#### SUPPLIED INFORMATION ####

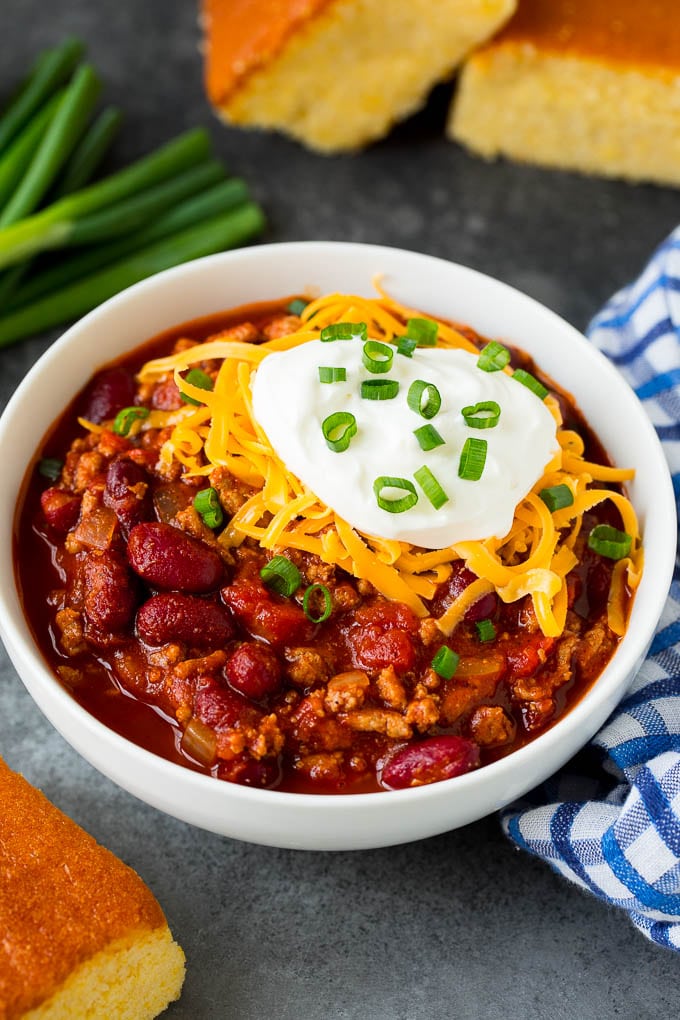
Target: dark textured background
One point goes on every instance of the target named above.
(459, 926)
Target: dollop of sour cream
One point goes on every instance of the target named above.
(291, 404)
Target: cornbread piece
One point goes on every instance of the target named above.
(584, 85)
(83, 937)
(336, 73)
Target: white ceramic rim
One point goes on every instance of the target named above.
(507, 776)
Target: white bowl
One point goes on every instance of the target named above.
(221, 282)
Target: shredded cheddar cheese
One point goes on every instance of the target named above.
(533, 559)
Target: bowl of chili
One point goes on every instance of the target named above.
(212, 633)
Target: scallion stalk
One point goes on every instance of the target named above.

####

= WHAT YOU HAVE TO DO =
Reproduce the whole of the data, word for word, and omit its pictures.

= RESULT FOR THIS TASK =
Target: dark textured background
One point goes on every instance of the target named above.
(459, 926)
Target: dollop of sour cream
One point goes on every instance of the target named above.
(291, 404)
Target: cornbread piece
One point goes on every instance of the target named above.
(584, 85)
(83, 937)
(336, 73)
Target: white ceramic rim
One point goes on every instance of the target named above.
(507, 776)
Target: white bowl
One point goes on every instance of the target named above.
(221, 282)
Target: shredded cheddar cheese
One point goes on every instance of the target named above.
(533, 559)
Target: bowl of chili
One point goes on every instance of the target named above.
(212, 633)
Target: scallion stalk
One point goes on every instance of the target named above.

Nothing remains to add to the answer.